:: Task goal ::
Extract every line below that contains the word "clicks". Uppercase and lowercase letters count as different.

:: Provided data ::
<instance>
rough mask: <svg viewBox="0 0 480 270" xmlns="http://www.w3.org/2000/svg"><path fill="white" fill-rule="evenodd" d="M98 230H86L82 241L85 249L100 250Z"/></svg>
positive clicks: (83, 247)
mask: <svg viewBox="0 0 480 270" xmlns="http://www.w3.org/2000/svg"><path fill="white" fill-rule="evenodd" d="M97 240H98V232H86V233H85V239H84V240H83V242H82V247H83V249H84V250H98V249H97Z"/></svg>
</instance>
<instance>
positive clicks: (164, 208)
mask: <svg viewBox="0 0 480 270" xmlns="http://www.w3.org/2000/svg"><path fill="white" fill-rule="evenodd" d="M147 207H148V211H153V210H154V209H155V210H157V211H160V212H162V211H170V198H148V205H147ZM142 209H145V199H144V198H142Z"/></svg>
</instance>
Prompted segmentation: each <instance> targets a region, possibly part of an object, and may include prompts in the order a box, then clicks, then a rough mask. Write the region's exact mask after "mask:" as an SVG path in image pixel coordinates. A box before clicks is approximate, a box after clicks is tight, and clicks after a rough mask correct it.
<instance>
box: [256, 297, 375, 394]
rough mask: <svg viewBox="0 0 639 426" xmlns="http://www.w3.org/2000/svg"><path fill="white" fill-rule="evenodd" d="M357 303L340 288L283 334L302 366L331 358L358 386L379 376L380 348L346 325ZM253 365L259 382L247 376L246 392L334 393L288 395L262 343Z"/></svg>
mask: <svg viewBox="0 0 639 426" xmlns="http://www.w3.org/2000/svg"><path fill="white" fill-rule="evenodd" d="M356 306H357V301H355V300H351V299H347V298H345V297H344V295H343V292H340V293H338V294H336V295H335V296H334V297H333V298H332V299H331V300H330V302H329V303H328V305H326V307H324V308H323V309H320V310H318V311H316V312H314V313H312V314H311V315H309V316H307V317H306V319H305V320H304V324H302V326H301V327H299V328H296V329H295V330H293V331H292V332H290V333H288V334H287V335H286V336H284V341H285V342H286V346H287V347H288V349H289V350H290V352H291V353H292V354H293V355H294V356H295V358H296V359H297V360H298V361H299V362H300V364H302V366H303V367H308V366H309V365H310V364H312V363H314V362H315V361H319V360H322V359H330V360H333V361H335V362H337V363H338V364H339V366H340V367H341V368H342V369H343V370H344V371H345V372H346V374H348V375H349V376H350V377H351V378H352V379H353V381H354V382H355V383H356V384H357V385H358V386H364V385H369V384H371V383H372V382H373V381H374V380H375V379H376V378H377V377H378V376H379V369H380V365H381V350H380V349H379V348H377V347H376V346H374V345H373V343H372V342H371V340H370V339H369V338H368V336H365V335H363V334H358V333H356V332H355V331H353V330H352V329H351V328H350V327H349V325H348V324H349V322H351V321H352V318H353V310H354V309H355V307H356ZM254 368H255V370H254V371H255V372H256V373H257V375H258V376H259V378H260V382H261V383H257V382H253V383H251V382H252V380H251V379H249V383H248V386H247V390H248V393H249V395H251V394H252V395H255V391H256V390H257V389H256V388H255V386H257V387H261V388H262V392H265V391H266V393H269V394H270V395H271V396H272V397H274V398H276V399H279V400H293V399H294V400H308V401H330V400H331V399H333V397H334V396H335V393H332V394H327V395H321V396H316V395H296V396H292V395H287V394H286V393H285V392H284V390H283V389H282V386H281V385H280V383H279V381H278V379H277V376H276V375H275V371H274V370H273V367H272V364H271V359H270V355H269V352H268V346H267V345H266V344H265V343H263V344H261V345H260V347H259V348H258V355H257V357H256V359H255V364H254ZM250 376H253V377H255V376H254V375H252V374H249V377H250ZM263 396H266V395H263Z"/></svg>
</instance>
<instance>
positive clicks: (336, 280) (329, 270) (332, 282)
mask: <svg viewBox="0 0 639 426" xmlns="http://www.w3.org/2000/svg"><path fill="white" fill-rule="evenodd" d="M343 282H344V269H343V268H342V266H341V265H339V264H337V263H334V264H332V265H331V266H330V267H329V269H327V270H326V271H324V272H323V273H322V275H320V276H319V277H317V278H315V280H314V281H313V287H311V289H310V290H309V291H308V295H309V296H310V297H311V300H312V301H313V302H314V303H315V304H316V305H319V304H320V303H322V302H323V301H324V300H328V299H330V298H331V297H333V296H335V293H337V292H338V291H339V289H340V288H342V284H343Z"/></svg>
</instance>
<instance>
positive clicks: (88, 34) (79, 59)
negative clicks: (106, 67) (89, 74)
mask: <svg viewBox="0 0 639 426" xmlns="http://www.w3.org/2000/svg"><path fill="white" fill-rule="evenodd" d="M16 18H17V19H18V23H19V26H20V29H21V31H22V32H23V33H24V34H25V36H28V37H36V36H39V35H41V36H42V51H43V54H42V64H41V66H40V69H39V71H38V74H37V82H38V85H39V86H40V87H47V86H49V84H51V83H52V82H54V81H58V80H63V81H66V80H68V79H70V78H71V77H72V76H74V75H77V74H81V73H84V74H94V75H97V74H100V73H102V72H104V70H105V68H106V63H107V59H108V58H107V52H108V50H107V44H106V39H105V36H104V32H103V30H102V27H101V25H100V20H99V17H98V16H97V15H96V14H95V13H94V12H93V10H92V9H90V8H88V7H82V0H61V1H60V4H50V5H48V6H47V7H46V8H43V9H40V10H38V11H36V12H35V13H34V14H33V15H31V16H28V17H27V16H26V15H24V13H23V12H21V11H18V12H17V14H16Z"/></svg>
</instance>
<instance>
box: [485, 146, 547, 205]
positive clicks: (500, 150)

:: Answer area ::
positive clicks: (83, 247)
positive clicks: (164, 208)
Prompted segmentation: each <instance> targets a region, possibly part of an object, and may include prompts in the order a box, then clicks, then a rough mask. Write the region's exact mask after "mask:" as an SVG path in image pixel coordinates. A box before clicks is approximate, a box after clicks is tight, and clicks after a rough mask correct it.
positive clicks: (336, 280) (329, 270) (332, 282)
positive clicks: (88, 34) (79, 59)
negative clicks: (106, 67) (89, 74)
positive clicks: (500, 150)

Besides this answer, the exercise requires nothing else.